Instructions to follow » Please copy, character for character, the lines of the records below from the line with "Show me the bounding box of the green tree" up to and including the line with "795;201;839;232".

Data provided »
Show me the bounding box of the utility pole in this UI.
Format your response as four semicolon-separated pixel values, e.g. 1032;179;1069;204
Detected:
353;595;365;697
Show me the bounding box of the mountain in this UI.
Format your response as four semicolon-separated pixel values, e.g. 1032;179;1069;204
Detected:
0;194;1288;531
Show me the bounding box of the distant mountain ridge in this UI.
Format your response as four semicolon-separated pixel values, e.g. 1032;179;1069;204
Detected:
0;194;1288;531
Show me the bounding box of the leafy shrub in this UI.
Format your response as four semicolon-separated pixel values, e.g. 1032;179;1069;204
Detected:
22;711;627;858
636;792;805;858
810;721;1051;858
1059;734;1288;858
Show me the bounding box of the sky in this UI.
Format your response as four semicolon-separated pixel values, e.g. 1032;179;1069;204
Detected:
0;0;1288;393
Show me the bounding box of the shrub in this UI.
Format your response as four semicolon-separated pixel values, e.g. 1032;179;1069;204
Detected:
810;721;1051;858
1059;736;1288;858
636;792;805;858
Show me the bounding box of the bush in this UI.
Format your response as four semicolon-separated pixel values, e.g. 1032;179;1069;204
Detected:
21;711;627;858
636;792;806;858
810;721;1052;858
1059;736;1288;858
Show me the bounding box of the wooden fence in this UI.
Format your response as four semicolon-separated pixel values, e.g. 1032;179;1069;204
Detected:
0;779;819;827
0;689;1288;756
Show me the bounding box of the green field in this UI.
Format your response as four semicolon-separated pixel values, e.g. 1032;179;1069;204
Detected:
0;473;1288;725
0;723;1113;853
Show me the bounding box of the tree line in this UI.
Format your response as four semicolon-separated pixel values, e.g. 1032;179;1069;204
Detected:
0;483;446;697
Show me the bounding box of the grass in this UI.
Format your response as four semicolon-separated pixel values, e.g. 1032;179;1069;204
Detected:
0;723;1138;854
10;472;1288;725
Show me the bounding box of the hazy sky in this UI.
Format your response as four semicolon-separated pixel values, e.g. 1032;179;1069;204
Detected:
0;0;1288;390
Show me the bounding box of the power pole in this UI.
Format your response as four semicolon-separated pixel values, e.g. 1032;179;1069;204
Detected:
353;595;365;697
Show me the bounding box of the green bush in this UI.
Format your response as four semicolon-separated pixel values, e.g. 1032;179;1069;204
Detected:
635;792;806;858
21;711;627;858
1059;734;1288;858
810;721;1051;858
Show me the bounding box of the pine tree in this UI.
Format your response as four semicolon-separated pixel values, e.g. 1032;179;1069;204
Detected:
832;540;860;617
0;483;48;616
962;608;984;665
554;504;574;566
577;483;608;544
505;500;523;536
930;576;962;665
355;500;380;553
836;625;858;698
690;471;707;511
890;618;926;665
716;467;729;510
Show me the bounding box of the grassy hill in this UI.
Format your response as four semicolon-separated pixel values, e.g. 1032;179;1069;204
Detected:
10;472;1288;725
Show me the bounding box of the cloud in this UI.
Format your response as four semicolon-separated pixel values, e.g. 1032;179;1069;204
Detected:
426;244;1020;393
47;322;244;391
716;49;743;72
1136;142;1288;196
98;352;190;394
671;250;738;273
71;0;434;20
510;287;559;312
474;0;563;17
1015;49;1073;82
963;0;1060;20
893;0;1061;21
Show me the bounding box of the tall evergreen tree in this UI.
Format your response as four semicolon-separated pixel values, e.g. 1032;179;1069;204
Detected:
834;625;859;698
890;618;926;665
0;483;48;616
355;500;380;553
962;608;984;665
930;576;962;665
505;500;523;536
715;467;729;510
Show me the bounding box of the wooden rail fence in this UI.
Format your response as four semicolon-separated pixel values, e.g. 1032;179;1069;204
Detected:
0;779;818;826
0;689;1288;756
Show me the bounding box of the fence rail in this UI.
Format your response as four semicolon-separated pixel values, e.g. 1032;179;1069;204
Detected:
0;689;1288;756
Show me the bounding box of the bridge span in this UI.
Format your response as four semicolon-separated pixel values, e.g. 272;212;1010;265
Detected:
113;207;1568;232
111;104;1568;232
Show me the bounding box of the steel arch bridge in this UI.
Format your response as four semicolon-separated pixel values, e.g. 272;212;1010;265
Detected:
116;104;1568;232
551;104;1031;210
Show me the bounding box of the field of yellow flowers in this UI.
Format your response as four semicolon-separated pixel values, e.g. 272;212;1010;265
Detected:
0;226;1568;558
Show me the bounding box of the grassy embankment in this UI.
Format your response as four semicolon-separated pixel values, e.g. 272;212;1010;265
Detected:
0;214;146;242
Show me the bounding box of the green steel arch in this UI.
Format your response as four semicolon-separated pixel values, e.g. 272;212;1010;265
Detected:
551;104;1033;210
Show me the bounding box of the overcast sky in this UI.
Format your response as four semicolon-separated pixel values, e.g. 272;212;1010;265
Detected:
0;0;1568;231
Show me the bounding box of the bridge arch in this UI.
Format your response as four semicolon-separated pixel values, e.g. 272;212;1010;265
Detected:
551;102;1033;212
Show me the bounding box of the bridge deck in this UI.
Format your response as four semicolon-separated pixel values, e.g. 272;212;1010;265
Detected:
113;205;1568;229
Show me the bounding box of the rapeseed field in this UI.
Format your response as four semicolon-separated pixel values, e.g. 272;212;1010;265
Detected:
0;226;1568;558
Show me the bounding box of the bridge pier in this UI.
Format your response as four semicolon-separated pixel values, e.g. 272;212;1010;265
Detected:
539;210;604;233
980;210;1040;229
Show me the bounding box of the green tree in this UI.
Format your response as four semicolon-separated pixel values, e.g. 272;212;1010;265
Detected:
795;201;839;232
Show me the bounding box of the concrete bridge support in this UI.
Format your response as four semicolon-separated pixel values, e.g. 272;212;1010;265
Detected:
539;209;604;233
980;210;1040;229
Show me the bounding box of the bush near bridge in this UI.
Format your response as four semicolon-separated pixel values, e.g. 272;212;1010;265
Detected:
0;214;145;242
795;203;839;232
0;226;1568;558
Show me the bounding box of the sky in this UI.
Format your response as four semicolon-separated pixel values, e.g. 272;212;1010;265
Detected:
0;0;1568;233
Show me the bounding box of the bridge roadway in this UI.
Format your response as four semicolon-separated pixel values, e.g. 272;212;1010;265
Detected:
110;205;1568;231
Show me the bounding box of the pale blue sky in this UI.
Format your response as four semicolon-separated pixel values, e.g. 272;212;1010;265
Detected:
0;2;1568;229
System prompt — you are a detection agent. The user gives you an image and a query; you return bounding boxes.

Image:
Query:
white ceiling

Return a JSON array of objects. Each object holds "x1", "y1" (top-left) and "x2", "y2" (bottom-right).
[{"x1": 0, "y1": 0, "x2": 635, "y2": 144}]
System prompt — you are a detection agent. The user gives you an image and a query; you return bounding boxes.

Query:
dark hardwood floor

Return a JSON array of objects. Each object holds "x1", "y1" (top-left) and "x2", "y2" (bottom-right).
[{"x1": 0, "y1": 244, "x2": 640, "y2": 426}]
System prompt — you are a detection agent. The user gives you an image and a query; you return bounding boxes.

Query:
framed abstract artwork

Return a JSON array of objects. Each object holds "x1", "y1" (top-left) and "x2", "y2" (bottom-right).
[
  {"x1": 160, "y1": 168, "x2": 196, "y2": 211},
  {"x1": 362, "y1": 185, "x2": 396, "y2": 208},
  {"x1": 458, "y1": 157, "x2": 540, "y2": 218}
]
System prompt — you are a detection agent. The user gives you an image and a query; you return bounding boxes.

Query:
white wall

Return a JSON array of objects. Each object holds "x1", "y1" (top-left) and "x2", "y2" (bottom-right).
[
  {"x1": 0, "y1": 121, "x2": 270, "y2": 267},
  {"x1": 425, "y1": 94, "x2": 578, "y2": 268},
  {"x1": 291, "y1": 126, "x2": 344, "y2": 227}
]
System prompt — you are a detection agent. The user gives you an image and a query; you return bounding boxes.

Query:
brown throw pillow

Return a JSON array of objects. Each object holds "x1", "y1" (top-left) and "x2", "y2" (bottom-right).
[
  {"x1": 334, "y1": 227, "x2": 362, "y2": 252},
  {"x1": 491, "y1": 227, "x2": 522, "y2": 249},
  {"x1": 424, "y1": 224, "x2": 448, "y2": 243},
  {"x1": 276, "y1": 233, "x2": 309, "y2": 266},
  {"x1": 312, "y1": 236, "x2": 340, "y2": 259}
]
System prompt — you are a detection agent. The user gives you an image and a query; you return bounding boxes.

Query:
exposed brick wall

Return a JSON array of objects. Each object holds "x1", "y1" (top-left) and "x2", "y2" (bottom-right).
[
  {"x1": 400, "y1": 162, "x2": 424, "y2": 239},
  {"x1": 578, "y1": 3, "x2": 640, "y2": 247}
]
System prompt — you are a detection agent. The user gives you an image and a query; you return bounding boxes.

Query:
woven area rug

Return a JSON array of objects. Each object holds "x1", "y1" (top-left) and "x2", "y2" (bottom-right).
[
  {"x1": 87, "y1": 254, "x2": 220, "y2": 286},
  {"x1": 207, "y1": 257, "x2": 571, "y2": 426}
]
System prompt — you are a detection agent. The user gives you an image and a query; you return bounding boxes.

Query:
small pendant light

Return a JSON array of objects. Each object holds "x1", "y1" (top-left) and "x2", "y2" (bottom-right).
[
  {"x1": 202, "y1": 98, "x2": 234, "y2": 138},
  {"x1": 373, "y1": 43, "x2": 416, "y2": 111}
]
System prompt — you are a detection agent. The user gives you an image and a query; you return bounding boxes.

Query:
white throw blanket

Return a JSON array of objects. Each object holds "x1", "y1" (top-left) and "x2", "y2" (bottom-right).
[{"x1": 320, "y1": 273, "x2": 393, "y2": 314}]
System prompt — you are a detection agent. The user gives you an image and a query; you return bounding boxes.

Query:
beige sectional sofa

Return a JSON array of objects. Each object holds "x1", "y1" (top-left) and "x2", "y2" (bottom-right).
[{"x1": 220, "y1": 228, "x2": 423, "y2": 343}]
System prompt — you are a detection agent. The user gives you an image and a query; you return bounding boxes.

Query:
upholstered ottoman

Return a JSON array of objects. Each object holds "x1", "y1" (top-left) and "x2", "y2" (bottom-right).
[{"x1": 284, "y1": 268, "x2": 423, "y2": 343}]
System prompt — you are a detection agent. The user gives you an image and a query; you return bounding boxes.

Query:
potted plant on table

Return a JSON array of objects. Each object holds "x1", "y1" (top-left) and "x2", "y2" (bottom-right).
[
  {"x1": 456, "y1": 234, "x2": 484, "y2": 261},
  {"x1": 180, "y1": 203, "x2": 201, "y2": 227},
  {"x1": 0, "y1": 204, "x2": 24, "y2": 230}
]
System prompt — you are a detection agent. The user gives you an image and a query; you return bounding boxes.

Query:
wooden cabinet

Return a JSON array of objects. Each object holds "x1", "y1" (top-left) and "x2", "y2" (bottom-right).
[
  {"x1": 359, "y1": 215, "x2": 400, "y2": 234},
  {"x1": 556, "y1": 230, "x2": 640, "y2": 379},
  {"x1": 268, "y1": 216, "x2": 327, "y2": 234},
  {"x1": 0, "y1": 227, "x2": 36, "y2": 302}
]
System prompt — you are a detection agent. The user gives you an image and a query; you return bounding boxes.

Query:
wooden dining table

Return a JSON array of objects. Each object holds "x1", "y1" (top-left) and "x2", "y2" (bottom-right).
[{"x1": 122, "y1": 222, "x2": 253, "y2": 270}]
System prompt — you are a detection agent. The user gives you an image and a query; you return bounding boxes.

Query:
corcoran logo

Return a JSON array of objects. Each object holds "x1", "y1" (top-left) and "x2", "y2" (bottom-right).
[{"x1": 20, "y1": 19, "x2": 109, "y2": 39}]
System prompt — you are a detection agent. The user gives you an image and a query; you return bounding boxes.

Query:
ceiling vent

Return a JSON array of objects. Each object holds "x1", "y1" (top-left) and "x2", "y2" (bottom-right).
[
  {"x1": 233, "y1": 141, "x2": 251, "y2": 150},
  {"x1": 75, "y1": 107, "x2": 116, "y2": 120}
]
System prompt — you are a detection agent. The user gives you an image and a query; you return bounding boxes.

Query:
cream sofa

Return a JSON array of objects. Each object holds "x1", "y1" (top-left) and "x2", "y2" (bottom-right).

Solution »
Show me the bounding box of the green tree in this UI.
Format your response as four semicolon-separated pixel values, e.g. 272;212;1010;265
Detected:
795;201;839;232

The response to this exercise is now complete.